#### SUPPLIED ENTRIES ####

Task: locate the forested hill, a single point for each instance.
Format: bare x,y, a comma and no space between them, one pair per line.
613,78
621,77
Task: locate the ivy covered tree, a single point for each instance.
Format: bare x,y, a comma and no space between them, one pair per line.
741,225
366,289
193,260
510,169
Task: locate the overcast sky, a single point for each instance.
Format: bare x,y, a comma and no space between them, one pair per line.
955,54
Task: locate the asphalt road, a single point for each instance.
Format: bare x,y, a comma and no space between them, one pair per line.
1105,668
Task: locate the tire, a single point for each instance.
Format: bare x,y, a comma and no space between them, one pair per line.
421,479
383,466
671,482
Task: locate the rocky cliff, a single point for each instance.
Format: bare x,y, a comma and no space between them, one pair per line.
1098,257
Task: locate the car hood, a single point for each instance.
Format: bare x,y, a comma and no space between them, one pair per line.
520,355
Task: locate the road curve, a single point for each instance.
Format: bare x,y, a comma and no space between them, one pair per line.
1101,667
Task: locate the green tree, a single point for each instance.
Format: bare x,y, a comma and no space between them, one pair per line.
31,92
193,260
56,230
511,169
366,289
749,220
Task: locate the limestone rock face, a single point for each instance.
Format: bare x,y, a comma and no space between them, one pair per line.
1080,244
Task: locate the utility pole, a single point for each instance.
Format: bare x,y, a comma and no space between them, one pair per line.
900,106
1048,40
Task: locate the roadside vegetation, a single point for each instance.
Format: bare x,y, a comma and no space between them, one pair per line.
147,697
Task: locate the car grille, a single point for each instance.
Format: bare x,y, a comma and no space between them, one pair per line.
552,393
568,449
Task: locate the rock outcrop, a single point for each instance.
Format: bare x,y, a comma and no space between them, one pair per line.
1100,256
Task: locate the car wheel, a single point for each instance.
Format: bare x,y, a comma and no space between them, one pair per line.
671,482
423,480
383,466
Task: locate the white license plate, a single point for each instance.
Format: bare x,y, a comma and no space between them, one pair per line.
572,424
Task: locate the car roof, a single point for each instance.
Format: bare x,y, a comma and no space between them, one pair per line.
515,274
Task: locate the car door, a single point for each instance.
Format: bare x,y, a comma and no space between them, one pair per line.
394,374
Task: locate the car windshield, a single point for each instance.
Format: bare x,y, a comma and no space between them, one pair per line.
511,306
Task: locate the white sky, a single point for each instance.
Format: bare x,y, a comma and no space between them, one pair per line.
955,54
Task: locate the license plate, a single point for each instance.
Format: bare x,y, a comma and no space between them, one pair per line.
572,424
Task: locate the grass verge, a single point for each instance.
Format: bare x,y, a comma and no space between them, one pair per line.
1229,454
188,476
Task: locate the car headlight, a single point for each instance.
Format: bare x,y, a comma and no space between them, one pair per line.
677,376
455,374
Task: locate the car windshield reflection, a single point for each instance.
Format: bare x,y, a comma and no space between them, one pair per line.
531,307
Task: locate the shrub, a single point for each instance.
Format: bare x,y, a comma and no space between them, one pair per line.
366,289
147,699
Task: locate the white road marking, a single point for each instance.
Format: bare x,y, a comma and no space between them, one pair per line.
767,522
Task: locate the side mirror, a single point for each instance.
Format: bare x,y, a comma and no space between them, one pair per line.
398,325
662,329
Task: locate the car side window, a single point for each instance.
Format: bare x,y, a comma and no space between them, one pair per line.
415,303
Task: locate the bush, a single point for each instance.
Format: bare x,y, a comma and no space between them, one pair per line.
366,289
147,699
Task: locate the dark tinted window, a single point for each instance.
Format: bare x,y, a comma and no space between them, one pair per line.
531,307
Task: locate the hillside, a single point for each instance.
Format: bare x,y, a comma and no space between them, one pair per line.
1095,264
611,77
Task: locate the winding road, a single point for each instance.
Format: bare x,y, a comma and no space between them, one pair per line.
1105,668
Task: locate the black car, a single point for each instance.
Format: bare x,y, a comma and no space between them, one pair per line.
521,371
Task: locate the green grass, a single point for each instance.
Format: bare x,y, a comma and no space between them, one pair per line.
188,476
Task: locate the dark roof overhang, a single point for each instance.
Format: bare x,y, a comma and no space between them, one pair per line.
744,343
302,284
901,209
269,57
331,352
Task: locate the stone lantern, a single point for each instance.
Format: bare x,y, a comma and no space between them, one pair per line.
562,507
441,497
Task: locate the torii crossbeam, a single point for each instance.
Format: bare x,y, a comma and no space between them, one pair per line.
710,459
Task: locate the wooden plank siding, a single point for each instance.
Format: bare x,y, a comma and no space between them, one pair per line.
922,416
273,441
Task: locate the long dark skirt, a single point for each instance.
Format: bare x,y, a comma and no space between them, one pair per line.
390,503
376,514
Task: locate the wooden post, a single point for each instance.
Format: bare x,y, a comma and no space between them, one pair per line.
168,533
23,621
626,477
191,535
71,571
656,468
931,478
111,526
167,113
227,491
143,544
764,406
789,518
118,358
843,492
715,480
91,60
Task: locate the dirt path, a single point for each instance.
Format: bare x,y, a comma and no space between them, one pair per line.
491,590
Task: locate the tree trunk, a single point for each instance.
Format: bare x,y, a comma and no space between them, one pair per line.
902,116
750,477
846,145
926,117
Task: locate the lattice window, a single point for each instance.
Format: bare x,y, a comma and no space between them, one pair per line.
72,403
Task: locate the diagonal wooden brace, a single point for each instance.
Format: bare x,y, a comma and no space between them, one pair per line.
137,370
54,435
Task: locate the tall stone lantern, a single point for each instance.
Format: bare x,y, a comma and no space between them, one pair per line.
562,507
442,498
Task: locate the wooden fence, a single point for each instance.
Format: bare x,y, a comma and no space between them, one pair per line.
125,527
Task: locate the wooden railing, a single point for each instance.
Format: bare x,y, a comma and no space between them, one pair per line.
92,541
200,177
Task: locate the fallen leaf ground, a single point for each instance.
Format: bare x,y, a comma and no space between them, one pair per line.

####

» **WORK REQUEST**
Output the material verbatim, including every line.

» **RESULT FOR THIS EXERCISE**
Task: locate the forested hill, a single point for each instance.
Format: bare x,y, a comma and no space between them, one pair per line.
613,78
621,77
Task: locate the ivy covered tree, a single point for each instance.
Format: bare x,y, a comma and no space between them, one pair per line.
741,225
366,289
193,260
510,169
Task: locate the overcast sky, a single point for each instance.
Format: bare x,y, a comma and no space between them, one pair per line.
955,54
Task: locate the asphalt road, a single point for each instance.
Format: bare x,y, a comma and no space between them, one pair per line.
1105,668
Task: locate the tire, a single point for each instance.
Format: bare x,y, a comma and no space between them, one pair per line.
421,479
383,466
671,482
Task: locate the rocky cliff, a single point for each instance.
Format: bare x,y, a comma and no space between them, one pair per line.
1098,257
Task: locate the car hood, a single point for each instance.
Format: bare x,y, a comma and no space between them, one pair per line.
520,355
Task: locate the road curve, a single point for each instance.
Format: bare x,y, a comma and no space between them, one pair per line.
1101,667
Task: locate the green tree, a single point for each instance.
Format: bare x,y, a comma and no space between them, one pair per line.
31,92
193,260
56,230
511,169
366,289
749,220
Task: locate the limestone rock face, a single point for each instance.
Format: bare x,y, a comma and no space between them, one pair per line.
1080,244
Task: locate the utility pole, a single point for each instance.
Format: bare x,y, a comma and no space between them, one pair per line.
900,106
1048,40
Task: locate the roadside vegetation, a single point for each instance.
Format: bare x,y, a comma and no space between them, one pair per line.
147,697
Task: locate the car grille, a single point for each instance.
Format: bare x,y, a comma and no space between them, one pair per line.
552,393
568,449
Task: locate the rock outcrop, a single point for each instance.
Format: bare x,y, a comma and no space between them, one pair per line.
1100,256
Task: locate the car wheel, a single point for each instance.
Format: bare x,y, a comma and no space between them, one pair per line.
671,482
423,480
383,466
Task: locate the white license plate, a single point for each instance.
Format: bare x,y, a comma and no space between them, one pair per line.
572,424
Task: locate the car roof, a single point for each instance.
Format: bare x,y, a comma and no space between them, one pair per line.
515,274
Task: locate the car door, a single point for each instance.
Format: bare x,y, a comma and no space between them, one pair per line.
394,374
Task: locate the car windshield, a single point for each instance.
Format: bare x,y, a comma and no space between them, one pair per line.
511,306
Task: locate the white sky, a single point for each instance.
Format: bare x,y, a comma and no space between them, one pair per line.
955,54
Task: locate the license plate, a single point for each instance.
Format: bare x,y, a comma and no space between them, one pair per line.
572,424
Task: locate the grass verge, a single point for each instance.
Format: bare x,y, a comma and no space between them, one pair per line.
1229,454
188,476
Task: locate the car headlight, a single point for each instance.
Format: bare x,y, a comma and no space between them, one pair per line.
677,376
455,374
Task: locate the car windshield reflection, a single point for each instance.
Format: bare x,y, a comma and no space between them, one pair per line.
531,307
Task: locate the shrub, a single point for each instance.
Format: bare x,y, a comma and no space between them, one pair per line.
366,289
147,699
Task: locate the white road marking, a single point for each instance.
Format: bare x,y, a comma and no space between them, one pair per line.
767,522
Task: locate the side mirror, a single point for each instance.
Format: bare x,y, a comma and no space between them, one pair per line.
398,325
662,329
Task: locate the car side window, a single point for each instance.
Format: bare x,y, a comma and no space between them, one pair per line.
415,303
Task: locate the bush, a single point for each instance.
Format: bare x,y, a comma and no space between them, one pair per line.
366,289
147,699
Task: locate the dark tinted window, a single point for each instance.
Format: bare x,y, a comma and no space between them, one pair per line.
531,307
Task: locate the hillside, a single point for each instance.
Format: bare x,y, a comma and no space between them, one pair per line.
1095,264
611,77
Task: locate the winding road, a single point for each instance.
Format: bare x,y, a comma and no space between them, one pair per line.
1105,668
Task: locate the black car, a single point for each instance.
Format: bare x,y, a comma and no space between them, one pair per line.
521,371
Task: locate the green grass, a single point for each instance.
Format: bare x,y, a comma and no space between them, one pair per line.
188,476
Task: locate the dark roof overhang, a single point for each instance.
Format: bare x,y, a comma and no space between them, one pair per line.
744,343
302,284
901,209
269,57
331,352
Task: locate the stone lantern, a single point for each instance.
Format: bare x,y, a comma and no space between them, one pair per line.
562,507
441,497
Task: locate the torii crossbeam, a single point for each instance.
Format: bare x,y, a comma and no space between them, one pair per line.
710,459
Task: locate the wooden plank siding, a single point for each instance.
Format: bare x,y, a comma and no space between them, one pair per line.
922,416
273,441
Task: locate the long dark skirt, a single point for each instance.
Format: bare x,y, a comma and no space between them, one pair per line.
390,503
376,514
Task: locate the wooden post, a single point for each instance.
Format: bare x,y, a comma and no space between them, one pair per line.
168,533
23,621
626,477
191,535
71,571
656,468
931,478
111,526
167,113
227,491
143,544
764,406
789,518
118,358
843,492
715,480
91,60
Task: locate the dirt path, a single point for each instance.
Format: bare x,y, a comma and no space between them, one pair per line.
491,590
Task: locate the tree trunk, a single point for each instance.
Format: bare x,y, a comma and no space between them, one pair per line.
902,116
750,477
846,145
926,117
Task: locate the lattice window, a single point for each instance.
Format: bare x,y, a comma and no space between them, one pair per line.
72,403
Task: locate the diagonal wooden brace, a single point for each instance.
Format: bare x,y, a comma and no space between them, one pair per line.
137,370
54,435
Task: locate the tall stone lantern, a single point for each instance.
Format: bare x,y, a comma and no space between them, one pair per line.
562,507
442,498
Task: locate the wooden fence, a single point for each instance.
Format: bare x,y, a comma and no space between them, one pair per line.
125,527
Task: locate the wooden railing, a single point for each instance.
Format: bare x,y, a comma and no space between them, one pair per line.
92,541
200,177
Task: locate the fallen leaf ground, a single point for each instance.
Format: bare x,y, a comma and no space between them, one pair per line.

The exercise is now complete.